[Opening EXTRACT section]

Judge Nelson Johnson from Atlantic County ()
A newly approved opinion directs judges evaluating structured settlement sales in exchange for lump-sum payments to push their inquiries beyond the litigant’s basic understanding of the deal—and in the process hammers down some much-needed guideposts.
“Absent criteria from the Legislature, and with only one published judicial decision on this issue by a New Jersey trial court, this court has developed a list of questions with an eye toward creating a coherent factual record upon which an informed decision may be made,” Atlantic County Superior Court Judge Nelson Johnson said in In re T. Keena, Transfer of Structured Settlement Proceeds to Peachtree Settlement Funding, which was approved for publication Sept. 29.
“The court’s obligation is much more than merely inquiring into whether the payee is competent and has voluntarily entered into the agreement with knowledge of its consequences,” Johnson added.
He noted that judges are “often called upon to resolve thorny issues involving litigants’ personal lives: some entail second-guessing the wisdom of a person’s choice, and more vexing, what’s best for them.”
Providing occasion for the guidance was an agreement reached between litigant Tami Keena, who had obtained a judgment in an undisclosed matter, and Peachtree Settlement Funding, one of numerous “factoring companies” that offer via consumer advertising to buy annuities and other future payments.
A pleading and order to show cause were filed last April, as the New Jersey Structured Settlement Act requires court approval of any transfer of payment rights.
Keena was pro se—”as is the situation in 100 percent of such matters handled by this court,” Johnson said—and had agreed to sell a $66,175 judgment, payable in June 2019, for an immediate payment of $46,250.
“This court has handled a large number of such transactions, and … the proposed sale is more reasonable than most,” the judge noted in the decision.

[Closing EXTRACT section]
[Opening ENTRIES PROVIDED section]

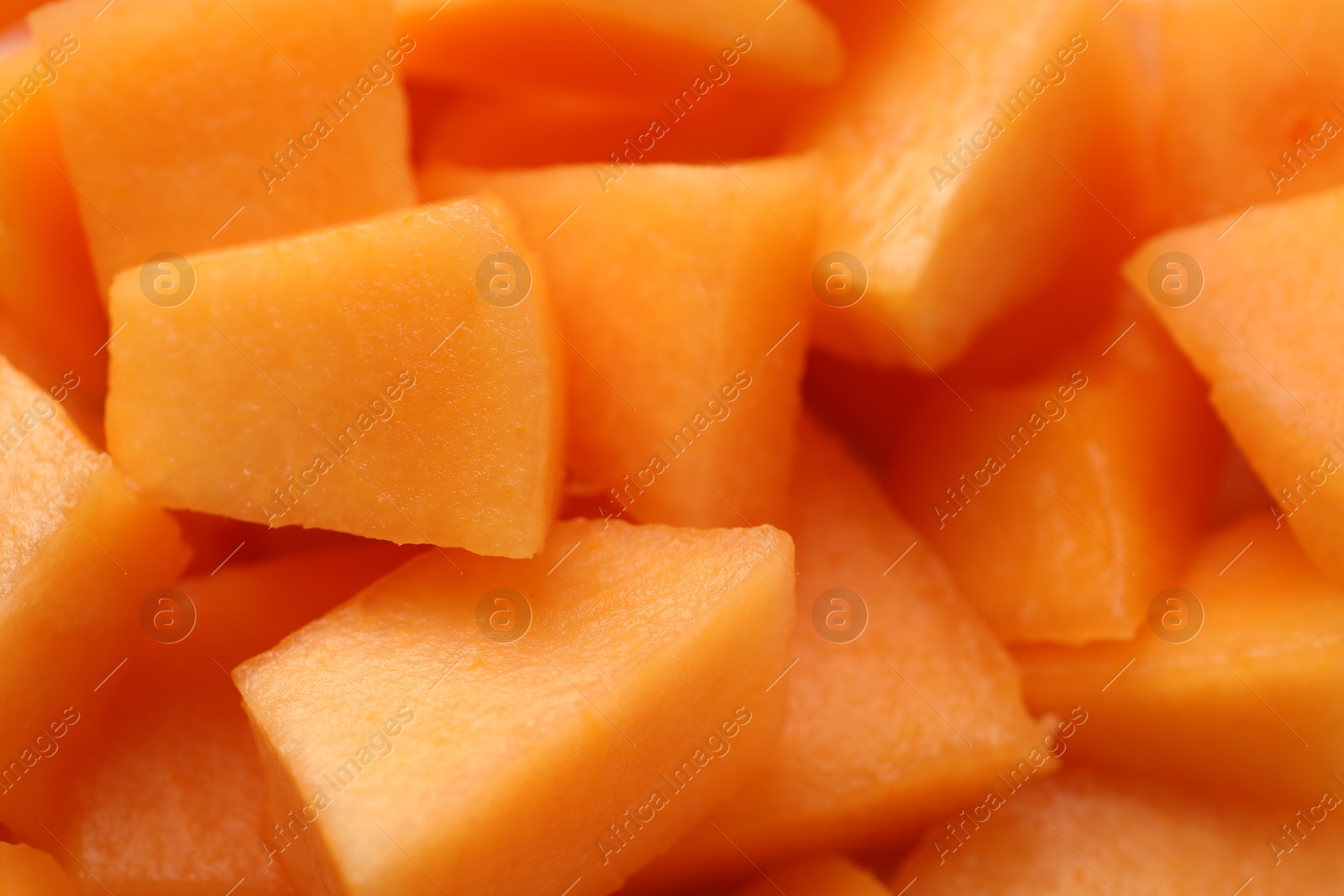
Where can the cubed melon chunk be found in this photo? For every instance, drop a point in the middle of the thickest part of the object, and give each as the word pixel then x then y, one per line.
pixel 264 120
pixel 488 726
pixel 1081 836
pixel 80 550
pixel 363 379
pixel 1257 307
pixel 1242 692
pixel 622 45
pixel 885 731
pixel 1063 504
pixel 680 293
pixel 978 154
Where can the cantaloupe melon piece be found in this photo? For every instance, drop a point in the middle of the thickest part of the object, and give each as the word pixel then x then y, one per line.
pixel 353 379
pixel 265 120
pixel 625 698
pixel 622 45
pixel 1063 504
pixel 1253 703
pixel 1081 836
pixel 80 548
pixel 31 872
pixel 1263 332
pixel 882 732
pixel 46 281
pixel 978 152
pixel 822 876
pixel 679 291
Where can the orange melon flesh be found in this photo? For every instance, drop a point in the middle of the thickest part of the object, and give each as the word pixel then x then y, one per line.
pixel 46 281
pixel 678 291
pixel 212 152
pixel 1063 504
pixel 1263 333
pixel 884 732
pixel 620 45
pixel 953 241
pixel 396 725
pixel 353 379
pixel 1081 836
pixel 31 872
pixel 81 550
pixel 1234 708
pixel 822 876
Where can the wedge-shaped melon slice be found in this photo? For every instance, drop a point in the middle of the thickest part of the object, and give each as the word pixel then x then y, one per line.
pixel 956 154
pixel 1242 692
pixel 1063 504
pixel 1263 329
pixel 885 731
pixel 80 551
pixel 490 726
pixel 1081 836
pixel 622 45
pixel 354 379
pixel 265 120
pixel 680 293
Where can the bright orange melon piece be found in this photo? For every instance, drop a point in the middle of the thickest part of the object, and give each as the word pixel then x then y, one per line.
pixel 679 293
pixel 1236 707
pixel 265 120
pixel 414 746
pixel 1081 836
pixel 1263 331
pixel 31 872
pixel 1063 504
pixel 956 154
pixel 886 731
pixel 80 548
pixel 354 379
pixel 622 45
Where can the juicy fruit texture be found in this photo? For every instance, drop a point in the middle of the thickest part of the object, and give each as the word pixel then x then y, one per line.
pixel 250 137
pixel 1236 707
pixel 1066 503
pixel 1079 836
pixel 953 163
pixel 620 46
pixel 1265 335
pixel 80 550
pixel 882 732
pixel 354 379
pixel 678 291
pixel 631 705
pixel 31 872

[Closing ENTRIES PROVIDED section]

**WORK INSTRUCTIONS**
1) Answer these questions from the article on the structured settlement ruling:
(a) With which company did Tami Keena reach her agreement?
(b) On what date was the opinion approved for publication?
(c) What immediate payment did Keena agree to accept?
2) Write out the structured settlement article again, everything from "He noted that" down to "other future payments.", and swap "thorny" for "difficult".
3) Proceed with the article on the structured settlement ruling, writing on from where it stops.
The entries have no connection to the article on the structured settlement ruling.

**ANSWERS FOR THIS EXERCISE**
1)
(a) Peachtree Settlement Funding
(b) Sept. 29
(c) $46,250

2)
He noted that judges are “often called upon to resolve difficult issues involving litigants’ personal lives: some entail second-guessing the wisdom of a person’s choice, and more vexing, what’s best for them.”
Providing occasion for the guidance was an agreement reached between litigant Tami Keena, who had obtained a judgment in an undisclosed matter, and Peachtree Settlement Funding, one of numerous “factoring companies” that offer via consumer advertising to buy annuities and other future payments.

3)
He nonetheless directed Keena, at a hearing, to explain how the sale would change her life for the better.
The resulting decision does more than just approve Keena’s agreement with Peachtree.
Johnson laid out 15 factors he typically considers: the payee’s age and education level; the payee’s living situation; whether the payee has any dependents; whether the payee has other sources of income; the nature of any injuries sustained, and of the resulting lawsuit that yielded the judgment; whether the payee will require future medical treatment; whether the payee understands the agreement terms; what circumstances led to the structured payment schedule becoming untenable; whether a lawyer has examined the agreement, or whether the payee sought advice from any lawyer or nonlawyer; how the proceeds of any prior structured settlement sales were utilized by the payee; how the funds from the pending sale would be used; and “how the sum to be paid to you will benefit you to such a degree that it is better to receive that reduced sum now, rather than receiving the full amount on the date you originally agreed to.”
The “threshold inquiry,” according to Johnson, is how the payee’s life will be changed for the better.
The judge said he has approved transfers over the years for the purpose of paying education expenses, home or vehicle expenses, urgent debts consequential to employment or living situation, non-routine medical expenses, retention of professional services, wedding or new household costs, adoption or other family costs, and funeral expenses.
Johnson noted that he has required documentation of the payee’s need for funding, and, in some cases, legal counsel paid for by the factoring company will assist.
The Structured Settlement Act, adopted in 2001, was pushed to address potentially exploitative practices by factoring companies and requires judges to make “express findings” that the sale is in the payee’s “best interest”—but the statute does not define “best interest,” Johnson said.
The only published opinion in New Jersey dealing with structured settlement transfers—In re Transfer of Structured Settlement Rights by Spinelli, a 2002 Law Division ruling—noted the “best interest” is not defined by the statute itself, nor by any accompanying regulations. That court examined how “best interest” is applied in connection with family law cases: “‘In essence, the term refers to optimizing the condition of the person, entity or public interest that the law is designed to protect.’”
The judge also relied on several out-of-state decisions, among them a 2003 New York Supreme Court decision which laid out seven factors, including the intended use of the funds and the “financial acumen” of the payee.
Johnson, in his June 18 decision, wrote that it’s “not enough for the court to merely learn that the payee understands the consequences and the significant sacrifice being made through the sale.
“The court must make ‘express findings’ that the proposed sale is in the payee’s ‘best interest’ by somehow improving his or her life (or addressing an urgent need),” the judge said.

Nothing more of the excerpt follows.